(Beginning of Extracted material)

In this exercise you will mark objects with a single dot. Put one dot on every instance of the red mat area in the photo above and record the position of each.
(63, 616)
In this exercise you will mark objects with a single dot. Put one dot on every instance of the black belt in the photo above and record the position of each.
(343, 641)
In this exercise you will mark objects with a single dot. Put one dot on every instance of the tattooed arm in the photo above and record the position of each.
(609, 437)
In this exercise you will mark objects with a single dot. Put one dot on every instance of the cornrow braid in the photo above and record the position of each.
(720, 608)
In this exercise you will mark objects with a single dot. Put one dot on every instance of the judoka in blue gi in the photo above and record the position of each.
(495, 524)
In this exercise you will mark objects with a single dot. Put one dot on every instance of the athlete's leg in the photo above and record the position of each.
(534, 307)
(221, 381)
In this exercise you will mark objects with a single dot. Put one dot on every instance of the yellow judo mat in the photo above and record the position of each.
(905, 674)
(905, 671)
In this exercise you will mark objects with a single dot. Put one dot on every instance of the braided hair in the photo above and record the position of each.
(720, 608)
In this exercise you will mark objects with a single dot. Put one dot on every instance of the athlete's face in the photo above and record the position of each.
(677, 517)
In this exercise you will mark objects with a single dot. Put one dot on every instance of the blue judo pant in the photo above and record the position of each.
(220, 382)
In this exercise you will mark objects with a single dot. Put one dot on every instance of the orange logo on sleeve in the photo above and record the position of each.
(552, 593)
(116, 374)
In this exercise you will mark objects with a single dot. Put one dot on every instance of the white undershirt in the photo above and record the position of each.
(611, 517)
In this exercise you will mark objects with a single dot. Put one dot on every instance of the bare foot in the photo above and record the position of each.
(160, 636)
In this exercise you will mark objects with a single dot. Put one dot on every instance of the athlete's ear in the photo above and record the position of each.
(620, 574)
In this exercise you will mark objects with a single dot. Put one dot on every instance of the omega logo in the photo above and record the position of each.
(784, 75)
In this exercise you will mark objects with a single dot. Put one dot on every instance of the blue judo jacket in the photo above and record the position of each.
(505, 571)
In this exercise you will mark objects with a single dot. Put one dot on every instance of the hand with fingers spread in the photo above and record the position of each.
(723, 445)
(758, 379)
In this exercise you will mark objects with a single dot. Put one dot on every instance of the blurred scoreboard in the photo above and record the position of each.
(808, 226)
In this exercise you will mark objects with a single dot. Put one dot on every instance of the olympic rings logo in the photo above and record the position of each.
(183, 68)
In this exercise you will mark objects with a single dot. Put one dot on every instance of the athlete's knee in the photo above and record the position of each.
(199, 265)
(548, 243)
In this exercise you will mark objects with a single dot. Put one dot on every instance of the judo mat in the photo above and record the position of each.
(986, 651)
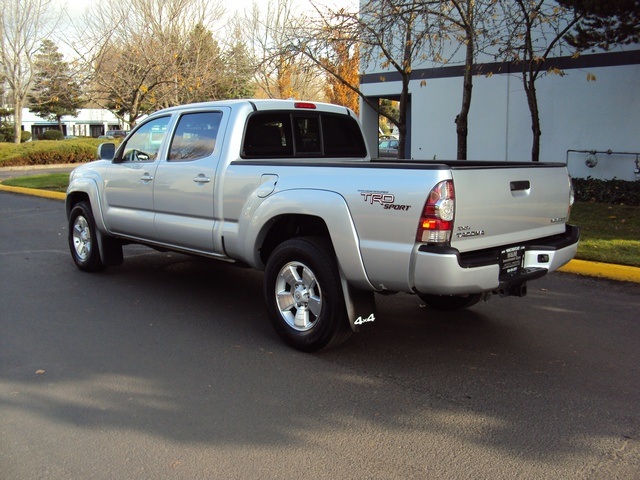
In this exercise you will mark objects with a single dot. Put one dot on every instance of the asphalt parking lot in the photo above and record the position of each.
(167, 368)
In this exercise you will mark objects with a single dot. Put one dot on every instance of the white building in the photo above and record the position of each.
(591, 112)
(90, 122)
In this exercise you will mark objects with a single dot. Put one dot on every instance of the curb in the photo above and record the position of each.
(609, 271)
(603, 270)
(34, 192)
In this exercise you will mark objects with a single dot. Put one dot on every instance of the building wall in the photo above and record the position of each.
(577, 114)
(90, 122)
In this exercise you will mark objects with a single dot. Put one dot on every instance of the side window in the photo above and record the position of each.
(144, 144)
(342, 137)
(195, 136)
(268, 135)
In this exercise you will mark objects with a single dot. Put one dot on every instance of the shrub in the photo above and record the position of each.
(44, 152)
(52, 135)
(614, 192)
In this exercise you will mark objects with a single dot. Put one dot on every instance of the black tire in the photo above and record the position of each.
(83, 238)
(303, 295)
(450, 303)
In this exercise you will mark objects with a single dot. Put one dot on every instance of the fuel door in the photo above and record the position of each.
(268, 183)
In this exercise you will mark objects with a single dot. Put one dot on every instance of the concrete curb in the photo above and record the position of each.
(581, 267)
(603, 270)
(34, 192)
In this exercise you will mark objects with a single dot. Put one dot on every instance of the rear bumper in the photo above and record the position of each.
(446, 271)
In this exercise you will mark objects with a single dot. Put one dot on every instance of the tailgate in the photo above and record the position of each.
(507, 205)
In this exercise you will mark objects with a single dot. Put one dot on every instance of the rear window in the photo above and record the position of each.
(296, 134)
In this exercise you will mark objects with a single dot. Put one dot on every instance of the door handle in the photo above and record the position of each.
(202, 179)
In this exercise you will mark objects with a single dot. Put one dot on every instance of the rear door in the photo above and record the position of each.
(505, 205)
(184, 185)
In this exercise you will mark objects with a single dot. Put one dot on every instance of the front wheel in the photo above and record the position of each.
(83, 239)
(303, 295)
(450, 302)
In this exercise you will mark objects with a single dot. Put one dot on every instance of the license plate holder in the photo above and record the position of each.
(511, 262)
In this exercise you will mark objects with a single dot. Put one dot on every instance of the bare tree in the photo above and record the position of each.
(281, 72)
(393, 35)
(534, 30)
(23, 25)
(468, 24)
(146, 54)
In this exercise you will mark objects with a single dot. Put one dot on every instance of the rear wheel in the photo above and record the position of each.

(End of Extracted material)

- What you should do
Please transcribe every entry exactly as written, leaving the pictures out.

- Written response
In this exercise you will mark objects with a single dot. Put one dot on every instance of the red mat area in the photo above and record the position of each.
(63, 616)
In this exercise you will mark objects with a single dot. Put one dot on every instance of the black belt in the photo above and record the position of each.
(343, 641)
In this exercise you will mark objects with a single dot. Put one dot on every instance of the tattooed arm in the photo above and record the position of each.
(609, 437)
In this exercise you will mark objects with a single dot. Put one dot on every instance of the cornrow braid in the photo above and record the position of each.
(720, 608)
In this exercise you will mark objects with a single dot. Put one dot on every instance of the judoka in blue gi in the photo above and record the position of each.
(495, 524)
In this exercise you will mark objects with a single dot. Put one dot on every instance of the athlete's leg in the photo above and record the position of each.
(534, 307)
(221, 381)
In this exercise you will mark objects with a single dot. Put one dot on every instance of the yellow judo mat in the photo above and record the position of each.
(905, 674)
(905, 671)
In this exercise you will mark objects with a single dot. Put one dot on every instance of the braided hair in the photo above and record the position of each.
(720, 608)
In this exercise you will mark objects with a single dot. Put one dot on every instance of the athlete's face in the photo above and record the position of each.
(677, 517)
In this exercise you will mark objects with a single dot. Put one dot on every instance of the blue judo pant in the photo above and record the position of each.
(220, 382)
In this exercise you will mark objects with a single dot. Put one dot on every instance of the orange logo on sleeve in the photo above and record the position of each.
(552, 593)
(116, 374)
In this exercise you will mark objects with a single dot. Put one dot on every instance of the white undershirt in the photo above and record the position of each.
(611, 517)
In this exercise you will mark objects with a single dot. Put one dot on every instance of the bare foot in the photo above and record the position of each.
(160, 636)
In this exercise you will mark objects with a single dot. Put one dot on every instance of the athlete's ear in the photo above and record the position of each.
(620, 574)
In this exercise you will mark objects with a single dot. Put one dot on every instance of the omega logo in the photo above and record the position of each.
(784, 75)
In this exercise you will mark objects with a single dot. Put one dot on every instance of the blue judo jacket in the photo above and record the position of each.
(505, 571)
In this exercise you will mark objects with a single dot. Put one dot on every instance of the hand with fingers spread in the photo above and record the position of each.
(723, 445)
(758, 379)
In this exercise you will mark objects with a single dot. Put one dot on every instance of the blurred scoreboard in the photo above and record the position of each.
(808, 226)
In this exercise you will mark objects with a single dot. Put one dot on every instance of the olympic rings logo in the photo above and record the position of each.
(183, 68)
In this exercise you will mark objects with a single dot. Put one dot on every instance of the athlete's knee in the photo above and record the position of each.
(199, 265)
(548, 243)
In this exercise you will mark objects with a single dot. Put one dot on every instance of the judo mat in the photo above and record the position of each.
(986, 651)
In this exercise you will mark objects with a single dot. Put one dot on every instance of the asphalt parking lot in the photo above and record the position of each.
(167, 368)
In this exercise you will mark objects with a single dot. Put one dot on every instance of the white building in the photo above and record the position of each.
(591, 112)
(90, 122)
In this exercise you will mark objects with a single dot. Put one dot on every instance of the curb in the photo above and record the position of each.
(609, 271)
(603, 270)
(34, 192)
In this exercise you will mark objects with a single dot. Put one dot on every instance of the building wall in the photo above and record the position of each.
(577, 114)
(90, 122)
In this exercise you will mark objects with a single dot. Put one dot on every instance of the side window in the photo above and record the position of each.
(144, 144)
(342, 137)
(195, 136)
(268, 135)
In this exercise you will mark objects with a single dot. Put one dot on every instance of the shrub in the photo above and record the position of each.
(44, 152)
(52, 135)
(614, 192)
In this exercise you will mark objects with a single dot. Put one dot on every instance of the black tire in the photo above and record the position of each.
(83, 238)
(303, 295)
(450, 303)
In this exercise you will mark objects with a single dot. Put one dot on every instance of the fuel door in the photo above and record the position of each.
(268, 183)
In this exercise you will mark objects with a single dot. Put one dot on every instance of the concrete curb in the photo above and record the position of each.
(581, 267)
(603, 270)
(34, 192)
In this exercise you will mark objects with a single dot. Put one dot on every instance of the rear bumper in the photo above and record the position of each.
(446, 271)
In this exercise you will mark objects with a single dot. Put one dot on every instance of the tailgate in the photo above and record the position of each.
(507, 205)
In this exercise you will mark objects with a single dot. Put one dot on every instance of the rear window in the photo above and record the position of each.
(296, 134)
In this exercise you will mark objects with a single dot. Put one dot on every instance of the door handle in the photo above and record the position of each.
(202, 179)
In this exercise you will mark objects with a single dot. Put one dot on every instance of the rear door in the photo above and record the position of each.
(505, 205)
(184, 185)
In this exercise you will mark objects with a single dot. Put one dot on every instance of the front wheel in the photo above and record the position of each.
(83, 239)
(303, 295)
(450, 302)
In this exercise you will mark objects with a single dot. Put one dot on every instance of the license plate holder in the photo above and record the position of each.
(511, 262)
In this exercise you will mark objects with a single dot. Put one dot on every instance of the bare tree in the photo above and record the position of each.
(281, 72)
(393, 35)
(534, 30)
(23, 25)
(468, 24)
(146, 54)
In this exercise you will mark objects with a single dot. Put one dot on every instance of the rear wheel in the photo above and record the position of each.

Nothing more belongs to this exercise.